» TRY IT:
Your task is to restate word for word the line containing "Consider the photo above. For every instance of the dark" and each line that follows it in the listing, and only those.

» RECORDS PROVIDED:
════════

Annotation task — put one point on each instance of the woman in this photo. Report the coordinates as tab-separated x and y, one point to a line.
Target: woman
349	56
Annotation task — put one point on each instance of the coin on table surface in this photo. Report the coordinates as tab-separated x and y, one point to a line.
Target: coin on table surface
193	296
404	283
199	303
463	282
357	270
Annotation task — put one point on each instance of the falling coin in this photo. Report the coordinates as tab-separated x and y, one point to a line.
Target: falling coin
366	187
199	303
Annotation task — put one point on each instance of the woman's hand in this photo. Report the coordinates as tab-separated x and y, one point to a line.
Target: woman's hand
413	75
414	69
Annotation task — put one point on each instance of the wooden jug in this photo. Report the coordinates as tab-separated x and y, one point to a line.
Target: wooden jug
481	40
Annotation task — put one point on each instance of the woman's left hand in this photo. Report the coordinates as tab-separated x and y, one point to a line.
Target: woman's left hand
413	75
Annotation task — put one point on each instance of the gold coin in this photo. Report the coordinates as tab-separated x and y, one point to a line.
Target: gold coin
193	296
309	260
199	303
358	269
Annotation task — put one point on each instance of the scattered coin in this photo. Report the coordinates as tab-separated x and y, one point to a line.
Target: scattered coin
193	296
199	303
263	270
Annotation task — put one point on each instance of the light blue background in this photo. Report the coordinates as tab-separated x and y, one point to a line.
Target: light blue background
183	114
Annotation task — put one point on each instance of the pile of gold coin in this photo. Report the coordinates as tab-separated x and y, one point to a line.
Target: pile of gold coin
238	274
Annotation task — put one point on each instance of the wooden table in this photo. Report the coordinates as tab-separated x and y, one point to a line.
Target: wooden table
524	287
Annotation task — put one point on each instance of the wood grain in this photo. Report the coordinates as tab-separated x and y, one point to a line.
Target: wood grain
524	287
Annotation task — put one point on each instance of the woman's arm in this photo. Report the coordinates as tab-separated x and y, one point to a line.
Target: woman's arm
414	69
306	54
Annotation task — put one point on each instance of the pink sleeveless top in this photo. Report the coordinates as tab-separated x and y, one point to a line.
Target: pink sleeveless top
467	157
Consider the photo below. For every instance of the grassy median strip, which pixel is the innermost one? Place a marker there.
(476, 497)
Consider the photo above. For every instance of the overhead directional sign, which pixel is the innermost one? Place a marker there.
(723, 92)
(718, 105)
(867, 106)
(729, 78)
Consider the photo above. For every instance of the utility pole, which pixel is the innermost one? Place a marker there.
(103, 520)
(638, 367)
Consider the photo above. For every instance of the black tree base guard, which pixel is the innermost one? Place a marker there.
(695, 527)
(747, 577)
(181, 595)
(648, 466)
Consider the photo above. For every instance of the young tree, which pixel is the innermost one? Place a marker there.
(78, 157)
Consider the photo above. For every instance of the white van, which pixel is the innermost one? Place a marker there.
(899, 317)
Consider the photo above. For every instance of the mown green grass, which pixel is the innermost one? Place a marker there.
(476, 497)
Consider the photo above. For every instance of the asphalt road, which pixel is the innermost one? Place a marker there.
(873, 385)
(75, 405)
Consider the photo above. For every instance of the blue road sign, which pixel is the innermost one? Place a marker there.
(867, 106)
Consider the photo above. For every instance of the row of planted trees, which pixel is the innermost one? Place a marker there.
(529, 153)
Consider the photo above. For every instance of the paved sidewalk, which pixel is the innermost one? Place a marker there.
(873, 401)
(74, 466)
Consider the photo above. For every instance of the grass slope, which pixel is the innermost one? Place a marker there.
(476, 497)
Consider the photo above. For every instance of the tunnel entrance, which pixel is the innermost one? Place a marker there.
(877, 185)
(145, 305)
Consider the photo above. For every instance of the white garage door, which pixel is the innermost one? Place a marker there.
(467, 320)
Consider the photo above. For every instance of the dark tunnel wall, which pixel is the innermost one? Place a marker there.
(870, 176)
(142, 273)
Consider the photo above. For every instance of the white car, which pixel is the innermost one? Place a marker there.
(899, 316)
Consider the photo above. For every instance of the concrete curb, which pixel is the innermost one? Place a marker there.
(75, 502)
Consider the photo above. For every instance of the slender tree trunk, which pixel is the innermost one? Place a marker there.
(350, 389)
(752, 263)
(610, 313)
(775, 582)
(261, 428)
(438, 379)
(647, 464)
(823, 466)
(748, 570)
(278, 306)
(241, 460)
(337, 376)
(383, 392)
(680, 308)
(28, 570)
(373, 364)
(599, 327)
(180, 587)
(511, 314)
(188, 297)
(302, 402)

════════

» COMPLETED TASK:
Consider the photo above. For every instance of the dark tunnel wall, which pixel is the innermost one? Place a marker there.
(870, 176)
(142, 273)
Consider the photo above. For every instance of the white car, which pixel is the innermost one? Place a marker there.
(899, 316)
Consider the photo above. For every instance of the concrete curb, which pixel is the innermost one? Place a marker there.
(75, 502)
Consider the photo above. For every instance of the slender tree trunk, which pixel is the innermost one? Place a marker there.
(350, 389)
(752, 263)
(610, 313)
(775, 582)
(261, 428)
(438, 379)
(647, 464)
(823, 466)
(748, 570)
(278, 306)
(241, 460)
(337, 376)
(383, 392)
(680, 308)
(28, 570)
(373, 364)
(599, 327)
(180, 587)
(511, 314)
(188, 297)
(302, 402)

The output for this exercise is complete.